▼
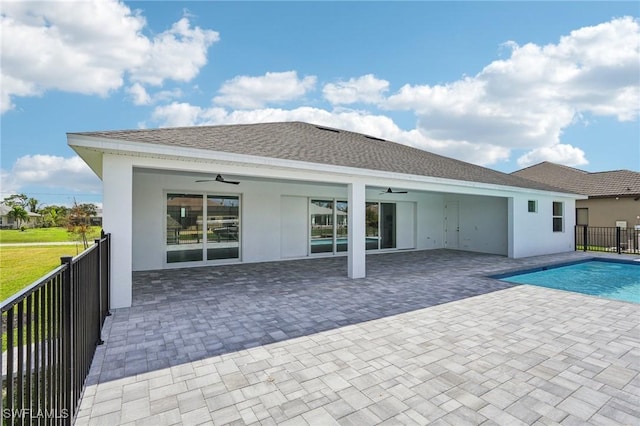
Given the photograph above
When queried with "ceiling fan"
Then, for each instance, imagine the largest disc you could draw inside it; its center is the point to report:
(219, 178)
(391, 191)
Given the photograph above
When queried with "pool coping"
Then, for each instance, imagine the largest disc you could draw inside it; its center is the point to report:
(518, 271)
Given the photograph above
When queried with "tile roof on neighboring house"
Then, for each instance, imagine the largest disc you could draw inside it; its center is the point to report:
(615, 183)
(319, 144)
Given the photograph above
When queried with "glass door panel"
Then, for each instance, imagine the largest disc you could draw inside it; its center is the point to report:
(321, 226)
(342, 225)
(223, 227)
(388, 225)
(372, 215)
(185, 239)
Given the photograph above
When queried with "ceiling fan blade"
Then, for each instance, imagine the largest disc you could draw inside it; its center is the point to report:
(220, 179)
(391, 191)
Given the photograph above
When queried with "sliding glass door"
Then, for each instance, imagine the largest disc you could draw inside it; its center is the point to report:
(185, 241)
(223, 225)
(381, 225)
(329, 226)
(191, 238)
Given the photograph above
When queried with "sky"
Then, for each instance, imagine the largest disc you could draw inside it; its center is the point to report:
(504, 85)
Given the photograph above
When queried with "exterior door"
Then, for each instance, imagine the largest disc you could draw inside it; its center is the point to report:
(451, 225)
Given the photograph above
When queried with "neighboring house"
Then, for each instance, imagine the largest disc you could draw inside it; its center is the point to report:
(614, 196)
(289, 190)
(8, 222)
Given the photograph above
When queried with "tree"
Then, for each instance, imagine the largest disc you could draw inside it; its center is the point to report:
(33, 205)
(19, 214)
(79, 220)
(16, 200)
(53, 215)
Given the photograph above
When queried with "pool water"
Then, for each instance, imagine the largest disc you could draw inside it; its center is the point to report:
(608, 279)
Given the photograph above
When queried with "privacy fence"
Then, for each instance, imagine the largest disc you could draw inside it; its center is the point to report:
(50, 331)
(609, 239)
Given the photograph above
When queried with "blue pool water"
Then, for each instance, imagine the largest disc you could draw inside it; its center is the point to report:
(608, 279)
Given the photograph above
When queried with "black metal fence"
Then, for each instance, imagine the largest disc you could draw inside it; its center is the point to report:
(51, 330)
(609, 239)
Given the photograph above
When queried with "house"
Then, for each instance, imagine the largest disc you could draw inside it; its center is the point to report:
(8, 222)
(290, 190)
(613, 196)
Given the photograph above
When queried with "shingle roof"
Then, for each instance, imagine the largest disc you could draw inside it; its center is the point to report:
(317, 144)
(615, 183)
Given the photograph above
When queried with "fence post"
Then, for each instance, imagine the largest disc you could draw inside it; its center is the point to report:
(98, 242)
(108, 283)
(67, 333)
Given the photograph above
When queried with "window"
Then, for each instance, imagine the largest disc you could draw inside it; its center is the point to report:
(202, 227)
(582, 217)
(329, 226)
(558, 216)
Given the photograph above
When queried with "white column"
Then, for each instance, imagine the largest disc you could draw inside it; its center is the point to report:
(357, 231)
(117, 219)
(511, 229)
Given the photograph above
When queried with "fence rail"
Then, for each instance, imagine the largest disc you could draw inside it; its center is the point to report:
(51, 329)
(609, 239)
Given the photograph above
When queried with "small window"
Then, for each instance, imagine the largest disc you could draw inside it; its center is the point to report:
(582, 217)
(558, 216)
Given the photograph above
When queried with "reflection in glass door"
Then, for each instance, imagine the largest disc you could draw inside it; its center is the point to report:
(329, 226)
(342, 227)
(372, 216)
(187, 240)
(388, 225)
(321, 226)
(184, 235)
(223, 225)
(381, 225)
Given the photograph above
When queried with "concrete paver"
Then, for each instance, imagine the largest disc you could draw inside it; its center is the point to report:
(425, 338)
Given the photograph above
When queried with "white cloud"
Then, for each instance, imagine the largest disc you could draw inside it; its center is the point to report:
(560, 153)
(367, 89)
(90, 47)
(246, 92)
(139, 95)
(522, 102)
(50, 171)
(176, 54)
(527, 100)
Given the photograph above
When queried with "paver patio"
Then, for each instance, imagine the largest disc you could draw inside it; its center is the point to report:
(424, 339)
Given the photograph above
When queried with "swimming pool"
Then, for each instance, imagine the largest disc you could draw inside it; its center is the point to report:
(611, 279)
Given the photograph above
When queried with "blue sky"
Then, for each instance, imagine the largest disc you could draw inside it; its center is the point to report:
(500, 84)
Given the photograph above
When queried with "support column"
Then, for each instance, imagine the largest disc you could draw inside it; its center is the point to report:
(357, 231)
(511, 249)
(117, 219)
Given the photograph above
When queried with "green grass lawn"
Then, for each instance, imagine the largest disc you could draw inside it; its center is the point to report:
(21, 266)
(44, 235)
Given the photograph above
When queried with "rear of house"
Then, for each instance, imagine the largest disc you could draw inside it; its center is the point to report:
(212, 195)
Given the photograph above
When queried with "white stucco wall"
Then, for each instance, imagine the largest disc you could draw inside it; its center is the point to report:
(116, 212)
(532, 233)
(265, 223)
(483, 224)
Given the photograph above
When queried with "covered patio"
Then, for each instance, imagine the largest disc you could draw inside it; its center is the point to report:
(424, 338)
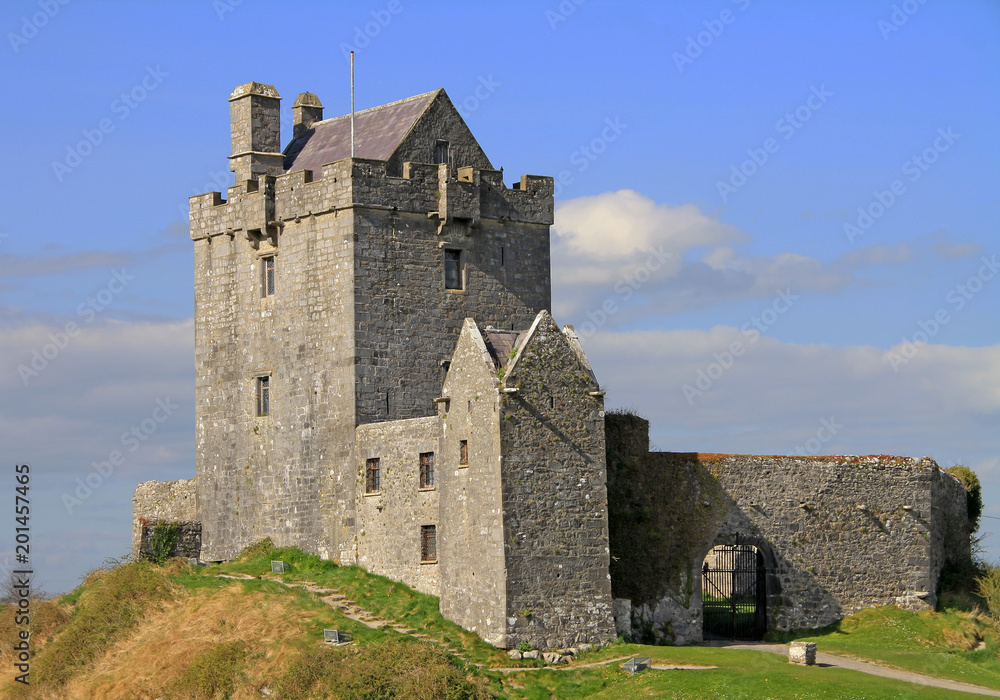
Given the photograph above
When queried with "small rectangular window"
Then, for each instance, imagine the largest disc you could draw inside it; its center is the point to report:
(263, 396)
(453, 269)
(441, 152)
(428, 543)
(267, 276)
(426, 470)
(373, 476)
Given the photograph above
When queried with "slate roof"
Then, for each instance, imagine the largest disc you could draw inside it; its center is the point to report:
(377, 134)
(500, 343)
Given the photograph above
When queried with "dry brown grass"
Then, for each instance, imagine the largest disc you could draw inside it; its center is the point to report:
(46, 617)
(152, 660)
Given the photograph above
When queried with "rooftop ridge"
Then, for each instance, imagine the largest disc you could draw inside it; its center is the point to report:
(378, 107)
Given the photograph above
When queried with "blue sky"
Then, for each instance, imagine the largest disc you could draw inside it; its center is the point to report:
(713, 157)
▲
Repeat each entry exactly as it appears; skip any picture.

Given the photograph above
When queried with "ceiling fan"
Then, for each instance, imagine the largest disc you could draw inside it; its center is the point to report:
(219, 178)
(391, 191)
Given the photograph above
When queried with "pool coping"
Then, for each instance, imagine the largest disc you could draw inside it; its center is the point to report:
(518, 271)
Given the photograph above
When queried with "tile roof on neighboring house"
Then, for each instance, imagine the largest disc you could draw inside it; its center is the point to report:
(615, 183)
(319, 144)
Given the photograph above
When queried with "glass door panel"
Then, for each instance, imagine the largest disc you could draw inside it; its center is the point to report:
(321, 226)
(342, 225)
(223, 227)
(388, 225)
(372, 215)
(185, 239)
Given the photograph above
When queried with "ceiling fan blade"
Then, for each instance, imagine the largest disc you could draw inside it; its center is the point to report:
(220, 179)
(391, 191)
Given the photograph above
When queried with "sliding glass door"
Then, for each instance, imagine the largest disc you could draw inside it; its center is the point to report:
(185, 241)
(223, 225)
(381, 225)
(329, 226)
(191, 238)
Given the photograph above
When queried with "sky"
Then, for each instance, imagine the largest disc you could draw inside it; its center is the point to report:
(504, 85)
Given the photograph above
When queried with "exterior door"
Then, for each instance, imagine the largest disc you could draw inside it; its center is the point to report:
(451, 225)
Given the photograph above
When queried with "neighboring house"
Then, for each instance, imagine the largest disc you could draw inside it; its center is the point to report:
(614, 196)
(289, 190)
(8, 222)
Given the photograph above
When queried with "tree"
Then, for each instance, imagine the largest disc you could draw inside it; its center is the point to report:
(33, 205)
(19, 214)
(79, 220)
(16, 200)
(53, 215)
Given the photograph above
When queried with "pool water"
Then, for each instance, imagine the largest disc you could draw inside it; its center is the point to report:
(608, 279)
Given the photograph above
When queried with "privacy fence"
Then, for each instance, imagine the largest disc you could draw inside it; its center is the point to report:
(50, 331)
(609, 239)
Given the photograph above
When queried with "blue pool water"
Then, for each instance, imagine the largest disc you could draw inside it; its center is the point to report:
(608, 279)
Given the photograph above
When queried with "black metal fence"
Then, for each instance, imagine the largest disc you could draw inside it; its center is the point to report:
(51, 330)
(609, 239)
Given the photograph above
When queried with "house"
Then, for each instance, imagine the largest disc you could draw inside it; its center is the point to report:
(8, 222)
(290, 190)
(613, 196)
Given the photograph above
When queried with "shingle roof"
Then, for each instance, imagine the largest disc you could draw inside it; its center is the point to report:
(317, 144)
(615, 183)
Given the photograph above
When queried with "fence post"
Then, for each instance, imagine the largest disc you could draw inside it; its center is the point to report:
(98, 242)
(108, 283)
(67, 333)
Given the photograph above
When queried with "window"
Then, for each instance, imagine the largest disc you could draw inside it; its center is the point to report:
(202, 227)
(582, 217)
(329, 226)
(558, 216)
Given the photograph above
When queried with "white column"
Then, for each instance, imagine the largest disc you could draw inside it; its center is the point to report:
(357, 231)
(117, 219)
(511, 229)
Given the photograph above
When queried with "fence rail"
Then, for each instance, imagine the largest disc you could draw inside it; its center is the point to report:
(51, 329)
(609, 239)
Given the photograph above
When queried with "small window"
Then, for each instance, imagine the largest disc you could draw inside it; its center is the point to report:
(582, 217)
(558, 216)
Given the photograph above
When queried with "reflection in glass door"
Then, for each instance, imagine the largest disc you could draw inside it; its center is the point to report:
(329, 226)
(342, 227)
(372, 216)
(187, 240)
(388, 225)
(321, 226)
(184, 235)
(223, 225)
(381, 225)
Given the photograph above
When queried with "concrete paver"
Then, for each instance, imagine the largest disc you could draw inside it; its center is the point to report:
(425, 338)
Given the photograph above
When queried with "white cloud"
Then, for each instance, imagine the largest disc you could draw inside it; its center is the point to report:
(560, 153)
(367, 89)
(90, 47)
(246, 92)
(139, 95)
(522, 102)
(50, 171)
(176, 54)
(527, 100)
Given the photograph above
When queried with "paver patio"
Then, for each instance, imagine the largest disc you could draw inside it; its center is the point to report:
(424, 339)
Given the photograph above
When queried with "swimming pool"
Then, for each instance, imagine the largest disc you could draw inside it; its center is the point to report:
(611, 279)
Given the photograph above
When queried with "blue sky"
Then, for each instance, imagine the largest disc you could draw inside it; its center is the point to report:
(500, 84)
Given the photograph above
When queried with "support column"
Then, for each instance, imagine the largest disc you could draw inside it; its center is the point to report:
(357, 231)
(511, 249)
(117, 219)
Given the photograph above
When queried with "green grass lawn"
Then, for each instance, imagine the largest disc you could draw inside it; its center is the point to report:
(21, 266)
(44, 235)
Given the photograph above
When queried with "rear of house"
Then, for each instance, imagine the largest disc you could draw inside it; its center is the point to report:
(212, 195)
Given the photograph above
When queried with "white stucco wall"
Then, for each instance, imagine the largest disc you could draw inside it; its center is the point to report:
(116, 212)
(532, 233)
(265, 223)
(483, 224)
Given the photograph above
When queried with "covered patio"
Then, for each instance, imagine the largest disc you could draw inside it; its center is the point to report:
(424, 338)
Given the photograph above
When queried with "small rectangular window"
Then, for each instance, imagine the largest disc you could draw inside it; its center is the point to report:
(263, 396)
(453, 269)
(441, 152)
(428, 543)
(267, 276)
(426, 470)
(373, 476)
Given the photograph above
When queried with "slate roof"
Then, for each instance, imagine the largest disc you could draw inside it; its center is the point to report:
(377, 134)
(500, 343)
Given the photograph above
When queried with "dry brown grass"
Then, for each instance, imagine the largest disc you could draw inside it; its center is the point to report:
(46, 617)
(152, 660)
Given the photograph above
When queried with "rooftop ridge"
Then, for each instance, imagine the largest disc you could draw inside it; its center is the point to report:
(378, 107)
Given the photograph above
When queried with "blue sky"
Then, for each instance, imagine the largest disc you could draw inside it; its center is the point to report:
(713, 157)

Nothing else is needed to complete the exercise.